### [Selected text]

%%

But this was contrary to the commisisoner’s own understanding
of Mbatha’s
case. During the arbitration the commissioner
commented that Mbatha’s case was that being a branch commander
gave him a competitive
edge. It is therefore incomprehensible how
when writing the award the commissioner could misrepresent Mbatha’s
case that
he had argued that being a branch commander was a
requirement of the post.
[37]
Then the commissioners goes on to state
that “a dispute regarding the courses and the requirements that
are necessary for
the position do not amount to an unfair labour
practice”. Whatever is meant by that statement, the dispute
that Mbatha referred
to the SSBC was not about courses and
requirements for the position. However the requirements for the post
remained a relevant
factor in determining whether the employer had
acted fairly by preferring a candidate who on the face of it failed
to meet those
requirements. The commissioner ought to have
engaged in that inquiry and his failure to do so, coupled with what
is discussed
below, in my view renders the award reviewable.
[38]
On the question of SAPS reasons for failing
to shortlist Mbatha, the commissioner found that Mbatha’s
application for the
Dobsonville post was considered because there was
documentary proof to that effect and also because Ramatsoele
testified to that
effect.
[39]
But
that finding is not supported by evidence. There was no documentary
proof that Mbatha’s application for the Dobsonville
post had
been considered. The application that was placed before the
commissioner was in respect of the Sebokeng post.
[11]
[40]
Ramatsoele speculated that Mbatha’s
Dobsonville application was not available
possibly
due to an administrative error. He did not elaborate on the possible
administrative error, understandably so because he was not
responsible for keeping these documents. He also stated that SAPS is
a large organisation and that documents get lost. The question
that
the commisisoner ought to have asked is why SAPS did not call the
person who was the custodian of the documents to testify
about what
could have happened to Mbatha’s application which could not be
located.
[41]
In those circumstances the commissioner’s
decision to accept Ramatsoele’s evidence that Mbatha’s
application was
considered, in the absence of proof to that effect,
is a finding that no reasonable decision maker could have arrived at.

%%

### [Data]
%%

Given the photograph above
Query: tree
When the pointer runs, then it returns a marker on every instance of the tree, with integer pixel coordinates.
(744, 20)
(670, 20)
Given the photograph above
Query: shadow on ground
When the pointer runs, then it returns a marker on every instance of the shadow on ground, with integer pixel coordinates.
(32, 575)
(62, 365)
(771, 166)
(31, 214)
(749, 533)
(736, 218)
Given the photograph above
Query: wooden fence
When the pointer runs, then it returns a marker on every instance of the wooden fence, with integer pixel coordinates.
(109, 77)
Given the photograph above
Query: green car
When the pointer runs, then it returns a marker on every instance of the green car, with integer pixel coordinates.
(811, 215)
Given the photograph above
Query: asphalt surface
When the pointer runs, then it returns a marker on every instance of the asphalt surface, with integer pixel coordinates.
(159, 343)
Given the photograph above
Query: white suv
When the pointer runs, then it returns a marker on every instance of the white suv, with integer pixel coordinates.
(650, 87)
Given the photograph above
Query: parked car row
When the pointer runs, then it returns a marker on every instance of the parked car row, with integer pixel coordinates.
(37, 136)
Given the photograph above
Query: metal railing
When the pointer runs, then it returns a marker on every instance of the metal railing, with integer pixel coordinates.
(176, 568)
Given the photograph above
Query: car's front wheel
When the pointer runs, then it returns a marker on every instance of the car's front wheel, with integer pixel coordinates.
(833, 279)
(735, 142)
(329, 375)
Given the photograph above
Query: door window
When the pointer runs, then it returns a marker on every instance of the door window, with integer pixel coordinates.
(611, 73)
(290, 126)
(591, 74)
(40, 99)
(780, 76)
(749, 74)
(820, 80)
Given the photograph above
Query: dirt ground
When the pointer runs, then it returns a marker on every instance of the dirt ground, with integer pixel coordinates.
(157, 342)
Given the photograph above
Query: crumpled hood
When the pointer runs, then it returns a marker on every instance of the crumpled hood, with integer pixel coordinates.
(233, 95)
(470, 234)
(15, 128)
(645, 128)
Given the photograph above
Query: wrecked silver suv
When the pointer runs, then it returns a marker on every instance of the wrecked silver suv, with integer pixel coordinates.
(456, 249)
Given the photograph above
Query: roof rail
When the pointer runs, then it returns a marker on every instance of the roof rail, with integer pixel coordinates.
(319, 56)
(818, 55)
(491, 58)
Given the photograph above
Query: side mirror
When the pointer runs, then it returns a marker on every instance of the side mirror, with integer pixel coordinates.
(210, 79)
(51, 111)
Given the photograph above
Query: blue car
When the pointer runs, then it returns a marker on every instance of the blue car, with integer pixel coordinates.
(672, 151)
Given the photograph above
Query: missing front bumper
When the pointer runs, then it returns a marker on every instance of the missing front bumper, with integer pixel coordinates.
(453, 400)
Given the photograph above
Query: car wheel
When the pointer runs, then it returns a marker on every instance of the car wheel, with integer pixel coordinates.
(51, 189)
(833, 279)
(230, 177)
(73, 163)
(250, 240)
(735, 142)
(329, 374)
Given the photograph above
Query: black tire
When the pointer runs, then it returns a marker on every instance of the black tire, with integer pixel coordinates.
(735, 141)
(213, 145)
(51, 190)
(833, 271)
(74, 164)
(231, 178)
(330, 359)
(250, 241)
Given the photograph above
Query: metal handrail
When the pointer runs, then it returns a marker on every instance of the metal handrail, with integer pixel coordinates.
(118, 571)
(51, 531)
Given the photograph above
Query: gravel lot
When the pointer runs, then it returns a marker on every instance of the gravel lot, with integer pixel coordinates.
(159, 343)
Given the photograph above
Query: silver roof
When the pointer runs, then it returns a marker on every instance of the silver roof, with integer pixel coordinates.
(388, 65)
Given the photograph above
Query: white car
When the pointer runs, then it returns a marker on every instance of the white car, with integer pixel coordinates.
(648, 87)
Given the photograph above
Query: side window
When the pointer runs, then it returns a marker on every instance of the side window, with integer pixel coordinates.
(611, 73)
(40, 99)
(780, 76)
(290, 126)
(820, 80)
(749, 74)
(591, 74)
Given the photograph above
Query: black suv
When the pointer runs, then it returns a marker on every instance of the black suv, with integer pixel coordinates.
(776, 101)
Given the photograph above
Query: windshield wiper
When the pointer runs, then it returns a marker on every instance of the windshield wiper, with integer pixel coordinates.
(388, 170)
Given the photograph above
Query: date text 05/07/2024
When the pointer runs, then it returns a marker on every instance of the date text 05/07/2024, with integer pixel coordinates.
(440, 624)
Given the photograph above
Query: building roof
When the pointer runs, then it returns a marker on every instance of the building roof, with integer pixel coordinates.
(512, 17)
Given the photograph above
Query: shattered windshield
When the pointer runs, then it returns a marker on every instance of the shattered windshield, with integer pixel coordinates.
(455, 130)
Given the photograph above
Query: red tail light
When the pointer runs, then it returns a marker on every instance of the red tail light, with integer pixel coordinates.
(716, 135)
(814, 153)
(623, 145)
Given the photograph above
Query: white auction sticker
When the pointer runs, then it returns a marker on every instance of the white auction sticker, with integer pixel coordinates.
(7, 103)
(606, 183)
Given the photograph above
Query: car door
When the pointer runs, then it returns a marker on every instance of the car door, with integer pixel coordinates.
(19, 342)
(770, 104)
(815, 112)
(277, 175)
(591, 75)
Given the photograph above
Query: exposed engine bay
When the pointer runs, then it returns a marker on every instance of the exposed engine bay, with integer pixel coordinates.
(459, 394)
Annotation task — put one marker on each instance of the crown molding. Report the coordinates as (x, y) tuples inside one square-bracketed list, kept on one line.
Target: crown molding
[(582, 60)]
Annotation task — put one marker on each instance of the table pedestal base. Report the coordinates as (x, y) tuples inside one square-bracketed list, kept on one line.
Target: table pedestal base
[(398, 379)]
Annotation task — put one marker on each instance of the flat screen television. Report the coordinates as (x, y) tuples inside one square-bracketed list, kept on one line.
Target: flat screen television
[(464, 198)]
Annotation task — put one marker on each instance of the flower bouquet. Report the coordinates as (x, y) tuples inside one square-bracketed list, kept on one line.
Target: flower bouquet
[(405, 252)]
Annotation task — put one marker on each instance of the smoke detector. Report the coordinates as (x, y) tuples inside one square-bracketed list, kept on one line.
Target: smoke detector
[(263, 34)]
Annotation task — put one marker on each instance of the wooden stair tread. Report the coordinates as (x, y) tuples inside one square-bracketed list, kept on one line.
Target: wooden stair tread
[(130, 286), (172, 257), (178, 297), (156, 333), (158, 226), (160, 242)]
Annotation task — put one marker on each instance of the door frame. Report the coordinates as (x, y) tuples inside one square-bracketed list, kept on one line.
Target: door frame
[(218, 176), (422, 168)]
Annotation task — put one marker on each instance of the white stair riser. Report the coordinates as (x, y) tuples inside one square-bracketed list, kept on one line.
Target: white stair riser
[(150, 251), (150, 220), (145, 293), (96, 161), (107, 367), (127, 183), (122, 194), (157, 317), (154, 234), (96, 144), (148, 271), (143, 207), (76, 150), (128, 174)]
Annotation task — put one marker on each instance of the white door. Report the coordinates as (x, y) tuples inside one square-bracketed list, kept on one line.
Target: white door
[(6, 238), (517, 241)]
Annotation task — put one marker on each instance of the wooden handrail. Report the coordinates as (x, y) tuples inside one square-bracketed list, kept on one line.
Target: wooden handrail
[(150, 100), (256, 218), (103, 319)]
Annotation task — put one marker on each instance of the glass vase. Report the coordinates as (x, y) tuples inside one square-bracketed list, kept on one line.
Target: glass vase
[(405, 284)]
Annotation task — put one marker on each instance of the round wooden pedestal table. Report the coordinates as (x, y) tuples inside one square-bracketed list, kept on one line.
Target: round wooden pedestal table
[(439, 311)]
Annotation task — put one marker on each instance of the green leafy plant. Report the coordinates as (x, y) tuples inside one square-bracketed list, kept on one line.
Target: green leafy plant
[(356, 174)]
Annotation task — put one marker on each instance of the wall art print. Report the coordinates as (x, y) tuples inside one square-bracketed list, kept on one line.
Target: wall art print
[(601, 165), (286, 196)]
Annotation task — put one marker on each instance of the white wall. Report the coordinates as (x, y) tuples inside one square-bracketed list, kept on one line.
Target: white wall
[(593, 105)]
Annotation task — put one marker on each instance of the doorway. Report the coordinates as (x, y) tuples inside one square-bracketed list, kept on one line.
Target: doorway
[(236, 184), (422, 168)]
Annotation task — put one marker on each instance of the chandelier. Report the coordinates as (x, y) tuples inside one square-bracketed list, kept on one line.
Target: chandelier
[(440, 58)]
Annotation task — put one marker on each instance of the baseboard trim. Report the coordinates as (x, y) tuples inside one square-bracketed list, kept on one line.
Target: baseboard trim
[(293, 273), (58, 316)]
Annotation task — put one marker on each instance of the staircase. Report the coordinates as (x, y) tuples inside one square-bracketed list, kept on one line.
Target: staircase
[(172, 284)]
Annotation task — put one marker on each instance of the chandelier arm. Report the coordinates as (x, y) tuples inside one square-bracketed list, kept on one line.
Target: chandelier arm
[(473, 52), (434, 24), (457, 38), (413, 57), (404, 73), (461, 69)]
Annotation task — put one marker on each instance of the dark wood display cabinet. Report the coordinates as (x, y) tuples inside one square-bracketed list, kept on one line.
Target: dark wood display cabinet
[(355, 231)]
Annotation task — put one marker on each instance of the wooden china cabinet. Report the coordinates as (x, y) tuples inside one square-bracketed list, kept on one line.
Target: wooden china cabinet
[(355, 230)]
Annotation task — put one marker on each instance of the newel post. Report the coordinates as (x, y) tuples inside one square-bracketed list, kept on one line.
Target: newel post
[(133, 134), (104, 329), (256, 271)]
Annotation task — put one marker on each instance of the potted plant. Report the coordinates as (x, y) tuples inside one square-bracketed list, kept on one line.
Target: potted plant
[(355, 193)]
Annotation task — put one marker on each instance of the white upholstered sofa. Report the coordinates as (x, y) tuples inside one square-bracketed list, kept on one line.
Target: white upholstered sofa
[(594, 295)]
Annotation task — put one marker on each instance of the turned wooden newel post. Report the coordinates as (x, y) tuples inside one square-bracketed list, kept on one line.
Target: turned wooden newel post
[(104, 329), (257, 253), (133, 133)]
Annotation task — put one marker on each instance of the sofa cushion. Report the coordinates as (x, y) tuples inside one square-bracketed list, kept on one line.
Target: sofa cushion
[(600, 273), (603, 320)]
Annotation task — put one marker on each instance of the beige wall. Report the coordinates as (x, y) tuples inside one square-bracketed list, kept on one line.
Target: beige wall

%%

### [Tasks]
1. In two sentences, how would you sum up the passage on Mbatha's arbitration award?
2. Can you carry on the passage on Mbatha's arbitration award, picking up after its final sentence?

### [Answers to each task]
1. The commissioner misrepresented Mbatha's case as arguing that being a branch commander was a requirement of the post. He also failed to ask whether the employer acted fairly in preferring a candidate who apparently did not meet the requirements, and he accepted Ramatsoele's evidence that Mbatha's Dobsonville application was considered without proof, a finding no reasonable decision maker could have reached.

2.
Any
reasonable commissioner, faced with those facts, would have
arrived at the conclusion that there was no evidence that Mbatha’s
application for the Dobsonville position had been considered.
[42]
Ramatsoele testified that reasons for not
short listing a candidate had to be recorded and annexed to an
application. In fact this
is required in terms of the National
Instruction No 2/2008. Ramatsolete further testified that the reason
for this was that often
unsuccessful candidates challenge such
decisions and that SAPS relies on what is recorded in the application
forms to defend its
decision not to shortlist a candidate.
[43]
In this case Mbatha’s screening and
application form (where the reasons would have been recorded) was not
placed before the
commissioner. Accordingly it could not be
established with reference to documentation why Mbatha had not been
shortlisted. Without
the application form, Ramatsoele could not
recall why Mbatha was not shortlisted. He stated that they had
considered between 200
and 300 applications and that without Mbatha’s
application before him, he could not recall the reasons why he was
not shortlisted.
He testified that normally candidates are not
shortlisted when there are more suitable candidates available than
them.
[44]
Therefore on the facts, Ramatsoele could
not shed light on the actual reasons why Mbatha was not shortlisted.
On that evidence,
a reasonable commissioner would have found that
SAPS failed to prove that Mbatha’s application had been
considered.
[45]
The
commissioner stated that the failure by SAPS to disclose reasons for
not shortlisting Mbatha was not sufficiently serious enough
to
nullify the appointment of Nkosi. But SAPS failure to furnish the
reasons for not shortlisting Mbatha ought to have been given
much
more weight than that. Without reasons, it was simply impossible to
determine whether there were valid reasons for the decision
not to
shortlist Mbatha.
[12]
Of
course the absence of reasons did not have the effect of
automatically nullifying Nkosi’s appointment, but without
reasons,
it could not be said that SAPS had a rational basis for its
decision not to shortlist Mbatha. It is precisely for this reason
that
Mbatha was constrained in challenging substantive fairness.
Unless he knew the reasons why he was not promoted, he could not
attack
those reasons.
[46]
In any event, the question whether Nkosi
ought to have been preferred over Mbatha or the other candidates for
that matter was a
different issue to the question whether SAPS had a
rational basis for failing to shortlist Mbatha.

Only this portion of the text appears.